* _STORED ROWS_
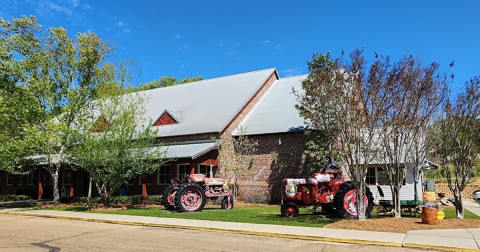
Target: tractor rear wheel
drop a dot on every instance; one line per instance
(345, 201)
(190, 198)
(289, 209)
(227, 203)
(168, 197)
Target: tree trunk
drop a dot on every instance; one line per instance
(459, 205)
(234, 188)
(56, 194)
(89, 190)
(106, 198)
(360, 194)
(396, 202)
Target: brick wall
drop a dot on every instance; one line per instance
(272, 164)
(467, 193)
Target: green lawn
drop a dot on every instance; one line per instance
(268, 214)
(253, 214)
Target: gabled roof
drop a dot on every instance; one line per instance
(205, 106)
(275, 112)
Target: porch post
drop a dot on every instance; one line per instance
(14, 192)
(1, 181)
(192, 168)
(40, 183)
(144, 187)
(72, 179)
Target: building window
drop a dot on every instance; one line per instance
(164, 175)
(370, 179)
(377, 175)
(67, 176)
(132, 180)
(150, 178)
(205, 170)
(382, 177)
(20, 180)
(31, 178)
(182, 170)
(9, 179)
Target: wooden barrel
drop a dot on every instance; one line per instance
(429, 216)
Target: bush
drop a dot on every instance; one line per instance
(11, 197)
(256, 198)
(120, 200)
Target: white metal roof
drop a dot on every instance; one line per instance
(204, 106)
(192, 150)
(275, 112)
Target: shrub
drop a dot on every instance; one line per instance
(11, 197)
(256, 198)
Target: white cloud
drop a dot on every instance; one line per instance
(291, 72)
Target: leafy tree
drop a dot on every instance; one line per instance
(47, 78)
(115, 143)
(165, 81)
(338, 100)
(457, 139)
(413, 95)
(238, 155)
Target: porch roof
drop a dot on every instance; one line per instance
(186, 150)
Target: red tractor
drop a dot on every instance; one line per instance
(190, 194)
(326, 189)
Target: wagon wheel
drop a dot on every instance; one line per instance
(381, 210)
(418, 210)
(227, 203)
(190, 198)
(289, 209)
(345, 201)
(168, 197)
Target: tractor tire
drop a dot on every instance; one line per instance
(168, 197)
(227, 203)
(190, 197)
(289, 209)
(345, 200)
(327, 209)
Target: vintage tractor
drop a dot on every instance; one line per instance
(190, 194)
(326, 189)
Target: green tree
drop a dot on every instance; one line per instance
(237, 153)
(47, 79)
(165, 81)
(457, 139)
(338, 100)
(115, 142)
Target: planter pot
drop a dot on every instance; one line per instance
(429, 215)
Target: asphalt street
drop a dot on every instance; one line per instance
(26, 233)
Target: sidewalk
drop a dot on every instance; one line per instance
(452, 239)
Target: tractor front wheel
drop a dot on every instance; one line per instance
(289, 209)
(227, 203)
(190, 198)
(345, 201)
(168, 197)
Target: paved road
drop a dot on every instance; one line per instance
(24, 233)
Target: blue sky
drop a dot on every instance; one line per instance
(218, 38)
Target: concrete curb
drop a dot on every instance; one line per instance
(269, 234)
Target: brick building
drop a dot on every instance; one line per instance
(190, 119)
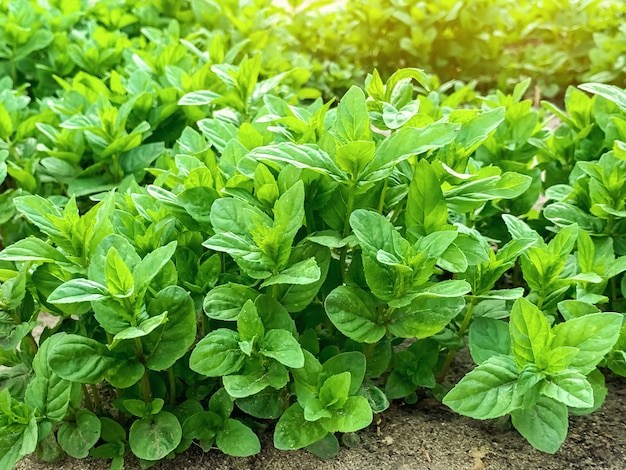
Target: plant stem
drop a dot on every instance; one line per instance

* _WHAT IS NEEDED_
Reproduce all of the material above word for word, omitting the pictures.

* _FINAL RESULT_
Target: tractor rear wheel
drop a dot on every instance; one line per instance
(345, 201)
(190, 198)
(289, 209)
(227, 203)
(168, 197)
Target: tree trunk
drop a dot on every instance; one line per instance
(459, 205)
(234, 188)
(56, 194)
(89, 190)
(106, 198)
(360, 194)
(396, 202)
Target: brick wall
drop a dot on every instance; one line per instance
(272, 164)
(467, 193)
Target: green lawn
drop a dot on every instance; one line per instance
(268, 214)
(253, 214)
Target: gabled roof
drop a dot on every instance; one line per instance
(205, 106)
(275, 112)
Target: porch post
drop a dot on every instance; one line per instance
(14, 192)
(1, 181)
(192, 168)
(40, 183)
(144, 187)
(72, 179)
Target: building window
drop a dot on every instance; one line per instance
(164, 175)
(370, 179)
(377, 175)
(67, 176)
(132, 180)
(150, 178)
(205, 170)
(382, 177)
(20, 180)
(31, 178)
(182, 170)
(9, 179)
Target: wooden barrel
drop a dot on every instance; one line per instance
(429, 216)
Target: bush
drop a dot on every instance; one line per instance
(11, 197)
(256, 198)
(120, 200)
Target: white metal roof
drop a dot on every instance; one line per instance
(204, 106)
(192, 150)
(275, 112)
Target: shrub
drop a dot on every instance; one line per instance
(11, 197)
(256, 198)
Target: white cloud
drop a dot on every instance; one line per instance
(291, 72)
Target: leafy tree
drop a dot on every instance; one line per instance
(47, 78)
(115, 143)
(165, 81)
(338, 100)
(457, 139)
(413, 95)
(238, 155)
Target: porch roof
drop a dot on every instance; one line per instance
(186, 150)
Target: red tractor
drop a dot on every instance; one line per instance
(190, 194)
(326, 189)
Target: wagon wheel
drop a dot on every instance; one line per instance
(381, 210)
(418, 210)
(227, 203)
(190, 198)
(289, 209)
(345, 201)
(168, 197)
Target: tractor tire
drop a dot on every instance; one line per instance
(168, 197)
(227, 203)
(190, 197)
(289, 209)
(345, 200)
(327, 209)
Target: vintage tractor
drop a dot on every instance; one line per instance
(190, 194)
(326, 189)
Target: green tree
drop a dot on every instance; one line per instance
(237, 153)
(47, 79)
(165, 81)
(457, 139)
(338, 100)
(115, 142)
Target: planter pot
drop a dot on every instance; one line per instance
(429, 215)
Target: asphalt street
drop a dot on every instance; one line per instance
(26, 233)
Target: sidewalk
drop a dot on every instance; one line per instance
(452, 239)
Target: tractor front wheel
drop a dot on every instance; one line per instance
(289, 209)
(227, 203)
(190, 198)
(345, 201)
(168, 197)
Target: paved road
drop a dot on every instance; one line per instance
(24, 233)
Target: blue sky
drop a dot on every instance; one line per instance
(218, 38)
Target: concrete curb
drop a dot on every instance; one line per instance
(269, 234)
Target: brick building
drop a dot on every instance; one line per instance
(190, 119)
Target: plant stem
drop a dot on every instance; one line per instance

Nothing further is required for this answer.